GIVEN REQUEST: Could you rewrite the lines from the line with "Pin each instance of the wooden" to the line with "column 253, row 188", swapping "giving the location of each" for "stating where each one is" and keeping everything else the same? Give back only those lines.

RECORDS SUPPLIED:
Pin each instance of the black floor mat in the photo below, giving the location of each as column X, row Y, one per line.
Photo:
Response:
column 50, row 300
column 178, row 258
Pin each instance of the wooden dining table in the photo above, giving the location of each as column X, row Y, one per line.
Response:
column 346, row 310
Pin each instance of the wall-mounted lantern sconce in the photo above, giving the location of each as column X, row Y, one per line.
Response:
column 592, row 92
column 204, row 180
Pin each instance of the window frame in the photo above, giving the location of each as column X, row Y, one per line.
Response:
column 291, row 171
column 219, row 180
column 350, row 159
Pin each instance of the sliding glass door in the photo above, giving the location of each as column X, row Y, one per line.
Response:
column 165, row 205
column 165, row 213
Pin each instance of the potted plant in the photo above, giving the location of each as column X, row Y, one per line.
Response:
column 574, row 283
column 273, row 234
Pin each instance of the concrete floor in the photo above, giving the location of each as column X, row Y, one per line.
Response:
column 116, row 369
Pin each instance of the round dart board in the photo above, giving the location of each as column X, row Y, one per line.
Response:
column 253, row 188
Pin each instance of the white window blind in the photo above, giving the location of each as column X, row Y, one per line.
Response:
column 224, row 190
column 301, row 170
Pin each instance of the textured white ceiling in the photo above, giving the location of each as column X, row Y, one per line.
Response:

EXERCISE RESULT:
Pin each instance of the wooden dining table in the photo above, stating where each one is as column X, row Y, one per line.
Response:
column 346, row 310
Pin each instance of the wall-mounted lantern sconce in the photo above, stating where each one is as column X, row Y, one per line.
Response:
column 592, row 92
column 204, row 180
Pin each instance of the window frame in the photo above, stating where each one is as column X, row Y, one per line.
Response:
column 291, row 171
column 219, row 180
column 350, row 159
Pin each instance of the sliding glass door in the photo above, stating where each one is as column X, row Y, one per line.
Response:
column 165, row 205
column 165, row 213
Pin each instance of the potted plant in the photo above, stating where each one is as column X, row Y, one per line.
Response:
column 574, row 283
column 273, row 234
Pin each instance of the concrete floor in the photo above, stating where each one is as column X, row Y, one per line.
Response:
column 116, row 369
Pin each instance of the round dart board in the photo above, stating where each one is as column X, row Y, one per line.
Response:
column 253, row 188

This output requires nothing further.